* Tasks to perform
1) Using the passage on intelligence and consciousness below, decide whether each statement agrees with it: (a) a single bit is information in the same way the complete works of Shakespeare is; (b) awareness/consciousness is defined as having a world model; (c) LLMs have no world model. Answer yes or no for each and quote the words of the passage that decide it.
2) Name every kind of being that the passage on intelligence and consciousness below says has a world model.

You bring up a really good example, and that’s actually exactly where I’ve ended up after thinking about it. Why isn’t an if/else statement the basic “atom” of intelligence, just like a bit is the basic atom of information? Sure, it’s not “intelligent” in the same way a human is, but a single bit isn’t “information” in the same way the complete works of Shakespeare is. It’s about degree rather than kind, though. There’s some more to think about down the path of compression representing intelligence. Maybe intelligence is using the minimal number of if/else statements to solve a problem, or something like that.
I’ll also go a bit further and propose that awareness/consciousness is defined as “having a world model”. That’s a useful definition, because it immediately makes clear that “consciousness” isn’t just a binary yes/no. The question isn’t “Is X conscious?”, it’s “What is X conscious of?”. Mice have a world model, but one that is mostly dwarfed in scope by a human’s world model. Humans are aware/conscious of many more things than a mouse, though a mouse does experience the world in some ways that a human doesn’t. LLMs provably have a world model, so according to this definition they’re conscious. I’m willing to accept that result, but would also have to note that it’s a world model built on experiencing the universe through an incredibly small peephole of human-written text content compared to the rich sensory experience of humans.

* Recorded data
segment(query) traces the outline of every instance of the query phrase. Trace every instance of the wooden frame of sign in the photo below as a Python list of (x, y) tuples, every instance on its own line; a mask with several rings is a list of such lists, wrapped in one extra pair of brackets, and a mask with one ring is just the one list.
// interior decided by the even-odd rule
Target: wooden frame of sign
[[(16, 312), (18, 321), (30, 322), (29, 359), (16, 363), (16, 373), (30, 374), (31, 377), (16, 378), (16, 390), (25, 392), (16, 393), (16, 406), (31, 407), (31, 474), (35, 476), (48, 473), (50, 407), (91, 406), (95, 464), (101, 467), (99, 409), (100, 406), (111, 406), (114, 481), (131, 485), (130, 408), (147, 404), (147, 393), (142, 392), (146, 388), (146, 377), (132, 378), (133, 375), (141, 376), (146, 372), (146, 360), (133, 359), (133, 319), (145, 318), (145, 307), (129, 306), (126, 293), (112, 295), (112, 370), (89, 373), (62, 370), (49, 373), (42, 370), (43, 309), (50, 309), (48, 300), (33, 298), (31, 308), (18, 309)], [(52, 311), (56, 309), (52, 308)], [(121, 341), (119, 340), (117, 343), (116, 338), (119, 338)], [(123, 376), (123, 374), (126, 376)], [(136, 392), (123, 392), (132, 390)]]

* Your written answers
1)
(a) No: "a single bit isn’t “information” in the same way the complete works of Shakespeare is."
(b) Yes: "awareness/consciousness is defined as “having a world model”."
(c) No: "LLMs provably have a world model"

2) Mice, humans, LLMs